• _DOCUMENT EXTRACT_:

I would say something like 8% over the year. I should also say that to see an increase of 3% during most years would be an unusual increase in prices.
That’s a large increase then if 3% was the previous baseline of what would be considered an unusually large increase in food prices.
Yes and I’m trying to be conservative. I could look at the Bureau of Labor Statistics, what they show for the cost of retail food. I know that the biggest change in the cost of living, or a much higher proportion of the effective cost of living has been the increase of cost of food. Whereas, in Los Angeles, it’s generally been the cost of housing, because Los Angeles has the biggest gap between the average income and the average rent of any metropolitan area in the country.
How do you plan on facing this challenge?
Two things, one is, continuing to work hard on fundraising and to tell the story of continuing need. Because, when I talked to other food bankers, I’m on the board at the Safeway Association food banks. They’re all worried about whether giving food assistance is going to remain the flavor of the month, so to speak. We’ve always had a strong focus on local fundraising, because of the fact that in the long run, when you get support from thousands of people locally, it’s a good thing. We feel that our emphasis on that has been a very good thing for our growth and stability. We have also made operational changes too. For example, we have not put out the same kind of appeals for physical food drives as we have in the past. We are really interested in getting food drives that are focused on one type of food. Let’s say, the people who want to help hold a food drive focused on canned tuna or cereal or pasta or something like that. It simplifies the process and the food doesn’t have to be sorted in a more labor intensive way. Without as many individual food drives, our people won’t be traveling around town or spending quite as much time picking up food. It had to be cut down during COVID because of the contact issues, but wherever we can we have tried to transform support for Westside Food Bank from giving food to giving funds. We exist because we can do so much with money. Much more than an individual could do so. At my church, we do physical food drives because it’s a way of getting kids involved. But in the long run, it’s funding that keeps the food banks going, so that they can acquire food in the most efficient ways possible. We’re studying the possibilities of a capital campaign because we know that the space that we have that has worked for us might not be available to us in a couple of years.
What would you recommend that our readers could do to help, if they have the means?
I wish I could be more encouraging with hands-on efforts. We still need groups to do food sorting, we still can benefit from food drives. Even though it sounds mercenary, what is really the key to our being able to be successful in fighting hunger in the community is funding. Because the more money we get, the more food we can get. That comes as close as possible to meeting needs in the community, some of which were uncovered during COVID. Some of which will remain a problem because of COVID.
So rather than a physical food drive, a drive for donations would be more effective for Westside Food Bank.
We have a program where people can go online and make selections of what the food would cost us. It doesn’t mean we’re going to buy the exact food they press the button on, but they can add food to their cart. It shows them what we can do with the money.
That’s a good thing because it’s what the physical food drive would do. It would get people interested in doing something and contributing. It’s the digital version of that.
I want to be sure to say that no one should feel embarrassed about doing a food collection. That would be great. If they get in touch with us, we can make sure that it’s as efficient and effective as possible.
We’re encouraged because it’s a sign that even after there were predictions that there will be donor fatigue. People are still very, very engaged.

• _PROVIDED INFORMATION_:
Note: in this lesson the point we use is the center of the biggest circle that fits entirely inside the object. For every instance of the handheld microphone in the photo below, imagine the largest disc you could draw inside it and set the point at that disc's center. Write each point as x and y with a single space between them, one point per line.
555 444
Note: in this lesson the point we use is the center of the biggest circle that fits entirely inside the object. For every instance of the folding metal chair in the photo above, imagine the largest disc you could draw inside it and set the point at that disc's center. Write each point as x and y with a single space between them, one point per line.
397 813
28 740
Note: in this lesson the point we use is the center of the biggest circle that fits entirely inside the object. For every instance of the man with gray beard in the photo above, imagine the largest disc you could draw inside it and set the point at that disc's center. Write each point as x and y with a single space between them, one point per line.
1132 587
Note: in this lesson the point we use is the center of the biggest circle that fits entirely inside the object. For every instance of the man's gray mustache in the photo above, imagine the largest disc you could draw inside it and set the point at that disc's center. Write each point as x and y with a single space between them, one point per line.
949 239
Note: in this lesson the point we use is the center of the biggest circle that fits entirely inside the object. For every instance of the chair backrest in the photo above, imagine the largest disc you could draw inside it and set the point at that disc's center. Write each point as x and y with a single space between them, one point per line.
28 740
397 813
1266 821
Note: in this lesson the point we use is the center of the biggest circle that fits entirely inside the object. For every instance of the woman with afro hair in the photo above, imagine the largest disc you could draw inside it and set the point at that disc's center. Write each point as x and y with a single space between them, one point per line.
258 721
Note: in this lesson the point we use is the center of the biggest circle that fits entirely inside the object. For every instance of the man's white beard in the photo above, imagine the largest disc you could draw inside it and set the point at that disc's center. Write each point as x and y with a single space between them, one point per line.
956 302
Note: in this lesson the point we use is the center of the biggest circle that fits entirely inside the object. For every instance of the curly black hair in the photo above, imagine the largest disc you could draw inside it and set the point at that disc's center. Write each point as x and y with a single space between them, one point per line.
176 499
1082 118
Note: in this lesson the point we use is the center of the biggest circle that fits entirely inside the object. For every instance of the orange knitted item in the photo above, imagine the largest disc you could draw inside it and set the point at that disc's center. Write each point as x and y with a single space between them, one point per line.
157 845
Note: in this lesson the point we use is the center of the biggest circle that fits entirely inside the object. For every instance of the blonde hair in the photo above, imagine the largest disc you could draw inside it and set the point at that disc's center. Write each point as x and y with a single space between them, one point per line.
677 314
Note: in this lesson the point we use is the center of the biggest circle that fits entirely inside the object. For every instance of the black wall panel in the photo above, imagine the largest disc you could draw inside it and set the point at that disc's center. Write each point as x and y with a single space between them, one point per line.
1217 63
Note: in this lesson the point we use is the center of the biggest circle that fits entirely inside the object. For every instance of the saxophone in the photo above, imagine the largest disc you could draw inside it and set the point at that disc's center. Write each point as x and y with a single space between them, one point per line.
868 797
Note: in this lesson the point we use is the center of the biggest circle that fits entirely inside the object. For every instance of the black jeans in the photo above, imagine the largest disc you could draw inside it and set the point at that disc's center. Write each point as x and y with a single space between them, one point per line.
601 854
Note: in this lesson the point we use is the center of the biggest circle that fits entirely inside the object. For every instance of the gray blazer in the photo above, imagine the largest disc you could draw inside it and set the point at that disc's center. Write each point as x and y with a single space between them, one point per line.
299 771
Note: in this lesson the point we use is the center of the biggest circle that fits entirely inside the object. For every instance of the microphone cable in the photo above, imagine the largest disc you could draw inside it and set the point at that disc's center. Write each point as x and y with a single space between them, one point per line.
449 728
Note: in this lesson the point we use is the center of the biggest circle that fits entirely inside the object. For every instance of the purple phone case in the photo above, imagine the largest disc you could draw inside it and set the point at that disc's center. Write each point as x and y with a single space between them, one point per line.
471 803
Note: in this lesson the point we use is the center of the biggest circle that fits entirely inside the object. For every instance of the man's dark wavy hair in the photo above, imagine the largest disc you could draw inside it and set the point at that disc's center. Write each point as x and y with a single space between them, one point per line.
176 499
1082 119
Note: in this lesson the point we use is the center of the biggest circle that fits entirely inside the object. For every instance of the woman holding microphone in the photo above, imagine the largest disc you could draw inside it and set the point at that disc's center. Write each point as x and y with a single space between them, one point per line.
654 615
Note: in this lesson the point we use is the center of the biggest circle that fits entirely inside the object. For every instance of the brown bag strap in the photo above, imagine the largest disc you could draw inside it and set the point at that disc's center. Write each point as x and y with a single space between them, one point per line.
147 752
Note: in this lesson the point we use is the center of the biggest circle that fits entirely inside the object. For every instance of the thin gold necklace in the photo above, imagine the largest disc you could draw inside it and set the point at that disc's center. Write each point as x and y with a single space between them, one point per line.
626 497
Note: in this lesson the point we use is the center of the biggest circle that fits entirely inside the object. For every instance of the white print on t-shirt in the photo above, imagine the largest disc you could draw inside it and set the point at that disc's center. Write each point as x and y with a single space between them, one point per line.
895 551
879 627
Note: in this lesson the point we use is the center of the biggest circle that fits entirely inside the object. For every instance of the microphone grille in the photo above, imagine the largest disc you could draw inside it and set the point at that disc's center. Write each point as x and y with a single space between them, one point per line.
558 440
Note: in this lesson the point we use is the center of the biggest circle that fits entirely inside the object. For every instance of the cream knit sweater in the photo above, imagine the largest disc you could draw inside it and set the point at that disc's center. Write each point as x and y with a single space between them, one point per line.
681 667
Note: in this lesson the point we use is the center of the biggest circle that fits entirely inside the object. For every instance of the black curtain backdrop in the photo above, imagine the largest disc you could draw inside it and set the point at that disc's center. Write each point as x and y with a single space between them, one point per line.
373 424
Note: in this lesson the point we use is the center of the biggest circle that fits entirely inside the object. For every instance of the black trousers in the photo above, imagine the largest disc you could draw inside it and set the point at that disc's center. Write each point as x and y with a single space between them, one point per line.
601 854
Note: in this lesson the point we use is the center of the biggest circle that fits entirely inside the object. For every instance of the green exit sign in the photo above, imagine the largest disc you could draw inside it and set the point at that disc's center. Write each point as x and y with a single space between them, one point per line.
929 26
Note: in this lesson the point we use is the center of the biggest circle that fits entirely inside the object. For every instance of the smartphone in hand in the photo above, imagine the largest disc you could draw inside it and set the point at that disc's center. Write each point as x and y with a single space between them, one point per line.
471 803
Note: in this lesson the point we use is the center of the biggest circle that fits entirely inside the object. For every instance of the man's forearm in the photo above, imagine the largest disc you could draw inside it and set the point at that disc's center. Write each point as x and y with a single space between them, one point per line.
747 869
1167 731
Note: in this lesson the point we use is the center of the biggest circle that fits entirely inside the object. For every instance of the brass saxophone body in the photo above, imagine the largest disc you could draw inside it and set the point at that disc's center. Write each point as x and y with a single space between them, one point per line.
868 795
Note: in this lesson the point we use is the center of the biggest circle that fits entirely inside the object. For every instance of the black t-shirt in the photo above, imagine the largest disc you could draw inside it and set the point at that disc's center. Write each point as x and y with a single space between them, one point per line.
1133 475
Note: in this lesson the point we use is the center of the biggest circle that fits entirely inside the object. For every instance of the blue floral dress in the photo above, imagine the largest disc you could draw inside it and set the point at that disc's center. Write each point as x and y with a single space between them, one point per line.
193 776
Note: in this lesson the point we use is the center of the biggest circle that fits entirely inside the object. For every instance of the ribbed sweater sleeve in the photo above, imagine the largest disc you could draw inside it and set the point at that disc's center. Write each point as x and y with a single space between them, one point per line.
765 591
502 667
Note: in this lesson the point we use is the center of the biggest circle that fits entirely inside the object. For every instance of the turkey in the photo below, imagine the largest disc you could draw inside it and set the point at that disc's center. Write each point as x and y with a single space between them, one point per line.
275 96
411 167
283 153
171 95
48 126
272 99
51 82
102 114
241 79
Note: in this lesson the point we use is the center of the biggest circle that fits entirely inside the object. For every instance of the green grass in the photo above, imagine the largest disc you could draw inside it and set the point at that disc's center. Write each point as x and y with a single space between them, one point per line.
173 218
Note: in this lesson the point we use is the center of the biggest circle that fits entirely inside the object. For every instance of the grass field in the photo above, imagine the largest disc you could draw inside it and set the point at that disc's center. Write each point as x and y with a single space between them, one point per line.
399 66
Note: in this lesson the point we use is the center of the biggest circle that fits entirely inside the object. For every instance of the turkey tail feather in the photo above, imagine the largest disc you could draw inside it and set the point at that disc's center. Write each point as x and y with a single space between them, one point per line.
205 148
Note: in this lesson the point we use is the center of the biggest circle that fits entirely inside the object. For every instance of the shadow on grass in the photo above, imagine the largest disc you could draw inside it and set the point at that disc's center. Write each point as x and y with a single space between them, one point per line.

• _PROBLEM TO WORK ON_: Please repeat the part of the food bank interview above word for word, starting with "That’s a good" and going on through "very, very engaged.".

• _TASK RESPONSE_:
That’s a good thing because it’s what the physical food drive would do. It would get people interested in doing something and contributing. It’s the digital version of that.
I want to be sure to say that no one should feel embarrassed about doing a food collection. That would be great. If they get in touch with us, we can make sure that it’s as efficient and effective as possible.
We’re encouraged because it’s a sign that even after there were predictions that there will be donor fatigue. People are still very, very engaged.